------ Selected passage

It originated in north Asia in the 1950s and spread to Europe, Africa, Asia, the U.S and Papua New Guinea. And now, experts agree, it is inevitably headed our way.
When New Zealand suffered its invasion in 2008 the feral honey bee population fell 90pc. According to CSIRO researchers, when Varroa mite hit the U.S in the late 1980s, hived honey bee populations declined 30pc and growers demand for pollination overran supply, triggering a four-fold price rise.
But much can be done to prepare for the incursion, according to researchers at University of Adelaide.
Bee expert Dr Katja Hogendoorn, from the University’s School of Agriculture, is studying pollinators of lucerne, canola, apple and pear crops.
She said cropping monocultures and habitat reduction have pressured bees across the globe.
To flourish, bees need a varied diet and diverse plants for good nutrition, which is lacking in crop-dominated landscapes that flower once a year.
“Different types of pollen have different proteins in them, and crops only flower briefly throughout while bees are present throughout the year,” Dr Hogendoorn said.
Her project partner, Professor Andrew Lowe from University of Adelaide Environment Institute said “the decline of honey bees doesn’t need to be all bad”.
Native revegetation could help maintain bee populations for horticulture and cropping industries, he said.

------------

§ Your tasks
a – Please copy the passage on honey bees and the Varroa mite word for word, starting at "When New Zealand" and ending after "University of Adelaide.".
b – Carry on the passage on honey bees and the Varroa mite from its final sentence.

------ Given data

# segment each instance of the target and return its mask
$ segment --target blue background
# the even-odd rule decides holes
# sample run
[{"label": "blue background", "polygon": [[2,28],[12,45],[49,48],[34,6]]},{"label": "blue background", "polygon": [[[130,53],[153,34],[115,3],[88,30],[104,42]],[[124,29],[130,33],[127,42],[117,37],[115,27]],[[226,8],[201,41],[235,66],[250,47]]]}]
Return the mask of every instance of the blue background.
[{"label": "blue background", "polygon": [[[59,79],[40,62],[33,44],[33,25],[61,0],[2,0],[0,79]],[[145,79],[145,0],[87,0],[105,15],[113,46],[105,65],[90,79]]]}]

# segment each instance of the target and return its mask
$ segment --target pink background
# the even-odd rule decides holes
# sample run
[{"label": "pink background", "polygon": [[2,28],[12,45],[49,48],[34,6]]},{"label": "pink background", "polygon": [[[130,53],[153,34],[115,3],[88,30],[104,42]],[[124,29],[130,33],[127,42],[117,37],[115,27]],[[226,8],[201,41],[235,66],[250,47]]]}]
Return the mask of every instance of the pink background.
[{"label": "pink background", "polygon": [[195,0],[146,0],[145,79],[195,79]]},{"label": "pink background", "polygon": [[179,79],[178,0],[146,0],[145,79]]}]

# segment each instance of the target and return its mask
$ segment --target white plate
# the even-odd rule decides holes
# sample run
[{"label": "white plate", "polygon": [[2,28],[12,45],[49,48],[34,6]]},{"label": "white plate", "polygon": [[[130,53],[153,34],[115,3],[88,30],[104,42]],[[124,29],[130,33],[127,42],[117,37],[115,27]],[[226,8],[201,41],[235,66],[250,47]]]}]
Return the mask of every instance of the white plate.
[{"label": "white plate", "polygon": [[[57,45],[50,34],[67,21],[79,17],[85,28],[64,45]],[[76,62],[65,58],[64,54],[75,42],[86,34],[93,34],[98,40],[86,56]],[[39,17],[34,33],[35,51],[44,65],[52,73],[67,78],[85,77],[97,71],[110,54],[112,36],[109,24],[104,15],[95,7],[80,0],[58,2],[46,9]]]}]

------------

§ Results by task
a –
When New Zealand suffered its invasion in 2008 the feral honey bee population fell 90pc. According to CSIRO researchers, when Varroa mite hit the U.S in the late 1980s, hived honey bee populations declined 30pc and growers demand for pollination overran supply, triggering a four-fold price rise.
But much can be done to prepare for the incursion, according to researchers at University of Adelaide.

b –
“Given a large proportion of pollination is provided by honey bees, Varroa is likely to cause a population decline that could leave industries short of pollinators and reduce productivity and profitability.
“We want to understand what flowers they native bees visit and when. We want a population of pollinators that’s ready and available to transfer onto a crop when it flowers.”
Prof. Lowe said productive cropping areas need to provide food for bees before crops flower, so they are primed and ready to go in the limited flowering window.
“The best habitat will flower earlier than crops, but doesn’t overlap, and then maintains other plants that flower through winter. That would mean better yields and pollination security for the future when Varroa hits.”
Research to boost honey bees has begun in Europe, but uniquely, Australia has the opportunity to boost native pollinator and plant populations.
Revegetation does not only benefit bees, Prof. Lowe said.
“That kind of planting can help biodiversity conservation, carbon sequestration, soil integrity and more broadly, ecosystem services.”
Dr Hogendoorn’s said native species are “often more effective pollinators partly because they carry pollen on their body dry, while honey bees carry it wet and in a clump”.
“Pollination is an accident. Bees are out to gather for food for their offspring and it falls off them on other flowers when they’re collecting,” she said.
“Native bees are better pollinators, but they are there in lower numbers.”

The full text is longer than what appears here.